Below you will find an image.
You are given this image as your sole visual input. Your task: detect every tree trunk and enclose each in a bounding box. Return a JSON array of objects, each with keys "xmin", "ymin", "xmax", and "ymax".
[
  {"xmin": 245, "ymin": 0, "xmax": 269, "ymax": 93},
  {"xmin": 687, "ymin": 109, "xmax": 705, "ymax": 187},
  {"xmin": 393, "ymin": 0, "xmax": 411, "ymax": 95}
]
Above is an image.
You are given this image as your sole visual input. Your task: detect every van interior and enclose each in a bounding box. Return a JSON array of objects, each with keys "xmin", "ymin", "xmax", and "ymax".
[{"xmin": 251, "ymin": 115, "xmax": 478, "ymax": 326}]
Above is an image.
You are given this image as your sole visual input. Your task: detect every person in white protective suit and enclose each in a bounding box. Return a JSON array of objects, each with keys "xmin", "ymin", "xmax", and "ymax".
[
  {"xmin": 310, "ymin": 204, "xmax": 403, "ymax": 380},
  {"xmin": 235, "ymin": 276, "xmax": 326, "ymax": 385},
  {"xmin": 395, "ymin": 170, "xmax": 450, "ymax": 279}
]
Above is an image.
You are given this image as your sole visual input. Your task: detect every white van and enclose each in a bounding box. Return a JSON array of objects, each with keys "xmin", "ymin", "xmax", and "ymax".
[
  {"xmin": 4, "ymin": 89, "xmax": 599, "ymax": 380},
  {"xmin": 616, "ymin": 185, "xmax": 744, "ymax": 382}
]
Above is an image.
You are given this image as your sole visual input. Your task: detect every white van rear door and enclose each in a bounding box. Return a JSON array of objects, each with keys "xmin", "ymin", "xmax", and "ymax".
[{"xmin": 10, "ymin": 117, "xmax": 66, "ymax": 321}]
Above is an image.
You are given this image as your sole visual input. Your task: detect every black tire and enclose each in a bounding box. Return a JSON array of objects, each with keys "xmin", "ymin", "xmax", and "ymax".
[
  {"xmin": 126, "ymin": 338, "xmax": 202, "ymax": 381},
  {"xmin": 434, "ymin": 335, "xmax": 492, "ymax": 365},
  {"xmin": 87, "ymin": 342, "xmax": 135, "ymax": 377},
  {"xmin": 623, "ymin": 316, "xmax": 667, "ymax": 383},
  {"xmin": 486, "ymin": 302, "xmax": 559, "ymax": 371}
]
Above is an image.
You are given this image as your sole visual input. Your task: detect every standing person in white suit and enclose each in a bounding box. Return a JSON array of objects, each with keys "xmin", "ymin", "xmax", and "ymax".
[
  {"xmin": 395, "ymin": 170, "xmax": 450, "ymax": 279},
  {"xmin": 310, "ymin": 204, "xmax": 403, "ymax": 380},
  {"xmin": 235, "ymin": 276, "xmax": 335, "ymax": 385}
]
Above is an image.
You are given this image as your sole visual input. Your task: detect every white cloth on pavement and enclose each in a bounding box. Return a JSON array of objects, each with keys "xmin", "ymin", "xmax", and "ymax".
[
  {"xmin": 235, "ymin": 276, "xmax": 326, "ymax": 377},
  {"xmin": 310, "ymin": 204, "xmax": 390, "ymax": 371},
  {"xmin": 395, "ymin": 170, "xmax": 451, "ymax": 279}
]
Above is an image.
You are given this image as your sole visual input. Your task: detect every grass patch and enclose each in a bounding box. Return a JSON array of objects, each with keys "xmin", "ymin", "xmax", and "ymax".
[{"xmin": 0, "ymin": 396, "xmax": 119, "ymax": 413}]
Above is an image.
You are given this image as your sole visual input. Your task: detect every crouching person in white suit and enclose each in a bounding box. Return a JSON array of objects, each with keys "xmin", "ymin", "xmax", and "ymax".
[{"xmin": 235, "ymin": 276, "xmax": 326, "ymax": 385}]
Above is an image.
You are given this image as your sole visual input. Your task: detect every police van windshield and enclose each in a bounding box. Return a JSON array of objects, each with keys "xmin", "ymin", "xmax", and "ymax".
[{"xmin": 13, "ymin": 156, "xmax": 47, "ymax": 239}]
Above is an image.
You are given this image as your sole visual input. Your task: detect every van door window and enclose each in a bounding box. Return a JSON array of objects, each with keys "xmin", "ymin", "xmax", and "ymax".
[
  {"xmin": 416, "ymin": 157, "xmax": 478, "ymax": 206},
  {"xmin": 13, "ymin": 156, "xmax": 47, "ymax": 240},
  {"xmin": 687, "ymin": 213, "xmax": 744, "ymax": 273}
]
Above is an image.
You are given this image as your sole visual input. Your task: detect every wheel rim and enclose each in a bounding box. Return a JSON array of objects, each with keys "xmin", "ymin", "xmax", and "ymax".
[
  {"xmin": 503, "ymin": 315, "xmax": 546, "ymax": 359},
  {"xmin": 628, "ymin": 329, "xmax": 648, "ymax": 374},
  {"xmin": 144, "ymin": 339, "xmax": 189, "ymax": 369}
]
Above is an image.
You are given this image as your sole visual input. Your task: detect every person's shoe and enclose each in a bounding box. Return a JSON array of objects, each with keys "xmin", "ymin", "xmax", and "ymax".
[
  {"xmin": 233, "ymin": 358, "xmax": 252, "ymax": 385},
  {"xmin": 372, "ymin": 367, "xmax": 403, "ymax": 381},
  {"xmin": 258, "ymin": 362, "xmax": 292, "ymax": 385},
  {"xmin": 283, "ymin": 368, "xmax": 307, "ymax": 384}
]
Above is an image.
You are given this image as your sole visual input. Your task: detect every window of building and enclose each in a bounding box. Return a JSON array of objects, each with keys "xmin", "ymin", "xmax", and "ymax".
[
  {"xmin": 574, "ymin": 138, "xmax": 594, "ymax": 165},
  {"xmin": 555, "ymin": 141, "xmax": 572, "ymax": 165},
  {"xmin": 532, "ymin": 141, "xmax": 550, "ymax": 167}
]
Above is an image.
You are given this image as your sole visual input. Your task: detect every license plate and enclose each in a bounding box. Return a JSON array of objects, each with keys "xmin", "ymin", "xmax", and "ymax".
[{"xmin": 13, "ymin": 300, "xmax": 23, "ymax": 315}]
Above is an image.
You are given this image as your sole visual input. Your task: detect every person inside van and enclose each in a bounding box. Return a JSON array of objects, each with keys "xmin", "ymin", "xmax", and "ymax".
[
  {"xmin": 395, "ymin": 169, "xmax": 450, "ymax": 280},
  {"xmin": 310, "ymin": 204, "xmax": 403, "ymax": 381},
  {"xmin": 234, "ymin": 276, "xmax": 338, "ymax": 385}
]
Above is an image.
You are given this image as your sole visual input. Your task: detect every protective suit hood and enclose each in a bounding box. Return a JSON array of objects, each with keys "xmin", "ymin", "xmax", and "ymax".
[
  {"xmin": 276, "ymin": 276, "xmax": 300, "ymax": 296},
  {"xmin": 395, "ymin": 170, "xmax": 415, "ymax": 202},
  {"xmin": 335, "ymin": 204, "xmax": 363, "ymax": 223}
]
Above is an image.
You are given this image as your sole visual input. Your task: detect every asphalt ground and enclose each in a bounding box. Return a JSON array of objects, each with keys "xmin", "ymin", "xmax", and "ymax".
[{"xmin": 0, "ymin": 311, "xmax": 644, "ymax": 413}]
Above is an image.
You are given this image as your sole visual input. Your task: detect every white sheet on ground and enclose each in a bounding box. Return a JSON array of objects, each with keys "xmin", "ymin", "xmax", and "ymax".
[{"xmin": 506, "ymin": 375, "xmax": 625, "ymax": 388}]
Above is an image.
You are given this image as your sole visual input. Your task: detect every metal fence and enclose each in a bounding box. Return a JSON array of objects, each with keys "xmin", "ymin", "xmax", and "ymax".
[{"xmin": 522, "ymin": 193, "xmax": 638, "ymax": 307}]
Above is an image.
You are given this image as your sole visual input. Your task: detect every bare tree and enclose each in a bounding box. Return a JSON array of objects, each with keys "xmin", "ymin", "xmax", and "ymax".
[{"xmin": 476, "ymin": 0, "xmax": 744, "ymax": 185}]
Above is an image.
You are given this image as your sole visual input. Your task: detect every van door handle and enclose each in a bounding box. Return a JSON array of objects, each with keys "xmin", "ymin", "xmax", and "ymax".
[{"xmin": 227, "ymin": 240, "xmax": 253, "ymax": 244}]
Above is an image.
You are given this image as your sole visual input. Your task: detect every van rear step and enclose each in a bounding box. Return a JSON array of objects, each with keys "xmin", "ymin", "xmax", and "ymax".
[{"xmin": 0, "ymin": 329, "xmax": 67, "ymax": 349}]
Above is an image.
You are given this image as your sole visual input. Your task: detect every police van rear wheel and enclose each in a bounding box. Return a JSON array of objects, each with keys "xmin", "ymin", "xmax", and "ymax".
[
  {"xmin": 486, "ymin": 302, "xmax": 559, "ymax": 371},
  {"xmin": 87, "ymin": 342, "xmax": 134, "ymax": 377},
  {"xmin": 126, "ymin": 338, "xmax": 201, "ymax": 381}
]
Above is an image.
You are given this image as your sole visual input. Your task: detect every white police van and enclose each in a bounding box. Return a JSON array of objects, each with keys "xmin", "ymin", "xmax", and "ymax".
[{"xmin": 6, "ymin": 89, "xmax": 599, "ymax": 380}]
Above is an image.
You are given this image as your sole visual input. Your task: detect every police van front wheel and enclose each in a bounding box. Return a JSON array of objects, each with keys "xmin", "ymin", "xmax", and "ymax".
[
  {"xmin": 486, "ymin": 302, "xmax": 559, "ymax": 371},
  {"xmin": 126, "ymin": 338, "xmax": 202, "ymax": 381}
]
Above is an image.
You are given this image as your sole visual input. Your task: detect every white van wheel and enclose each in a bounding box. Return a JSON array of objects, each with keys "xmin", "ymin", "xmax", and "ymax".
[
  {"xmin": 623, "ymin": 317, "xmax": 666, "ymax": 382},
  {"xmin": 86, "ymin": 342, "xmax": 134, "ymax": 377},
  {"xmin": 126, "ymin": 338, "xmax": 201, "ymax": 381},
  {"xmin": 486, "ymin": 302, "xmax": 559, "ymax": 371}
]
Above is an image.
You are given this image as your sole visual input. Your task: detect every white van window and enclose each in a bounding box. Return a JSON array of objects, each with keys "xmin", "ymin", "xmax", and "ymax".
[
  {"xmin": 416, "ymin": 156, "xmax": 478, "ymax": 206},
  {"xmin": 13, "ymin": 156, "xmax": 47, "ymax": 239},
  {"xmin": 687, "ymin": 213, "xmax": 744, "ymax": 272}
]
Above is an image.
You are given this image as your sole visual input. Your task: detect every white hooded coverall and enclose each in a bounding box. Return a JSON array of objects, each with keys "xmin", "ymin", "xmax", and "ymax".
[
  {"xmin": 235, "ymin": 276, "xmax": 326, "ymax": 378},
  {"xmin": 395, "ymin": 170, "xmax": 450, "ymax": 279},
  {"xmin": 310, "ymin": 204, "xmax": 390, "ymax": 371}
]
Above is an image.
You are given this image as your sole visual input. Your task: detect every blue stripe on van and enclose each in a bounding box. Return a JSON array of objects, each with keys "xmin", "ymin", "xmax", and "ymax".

________________________

_Task_.
Pick out every line in the rows above that contains the word "door", and copy each such line in full.

_Solved problem_.
You are given this image as your sole visual input. Your task: detect every white van rear door and enclose each in a bounding box. Return a JSON array of objects, each with keys "xmin", "ymin", "xmax", and "ymax".
You are given this image as your sole visual input. Your task: detect every van door window and enclose each in a bounding box. Return a JSON array of objects, each with keys "xmin", "ymin", "xmax", and "ymax".
You are given this image as your sole visual input. Your task: detect every van door handle and enclose each in a bounding box. Return a JSON array of objects, each with keys "xmin", "ymin", "xmax", and "ymax".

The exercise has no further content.